## [GIVEN TASK]
Write out every line of the data below with no changes at all.

(Outline annotation records)
.....

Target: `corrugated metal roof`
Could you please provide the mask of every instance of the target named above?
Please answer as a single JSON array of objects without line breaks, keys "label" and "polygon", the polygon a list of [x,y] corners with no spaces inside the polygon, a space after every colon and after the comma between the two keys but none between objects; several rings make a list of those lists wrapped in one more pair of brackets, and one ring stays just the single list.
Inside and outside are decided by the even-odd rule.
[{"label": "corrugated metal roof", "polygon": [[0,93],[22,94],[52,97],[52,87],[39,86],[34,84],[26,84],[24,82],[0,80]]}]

.....

## [TASK OUTPUT]
Target: `corrugated metal roof`
Could you please provide the mask of every instance of the target named above?
Please answer as a single JSON array of objects without line breaks, keys "label" and "polygon", the polygon a list of [x,y] corners with no spaces inside the polygon, a space after every colon and after the comma between the two keys but none between objects; several rings make a list of those lists wrapped in one more pair of brackets, and one ring stays just the single list.
Inside and outside are decided by the even-odd rule.
[{"label": "corrugated metal roof", "polygon": [[0,93],[22,94],[52,97],[52,87],[39,86],[34,84],[26,84],[24,82],[0,80]]}]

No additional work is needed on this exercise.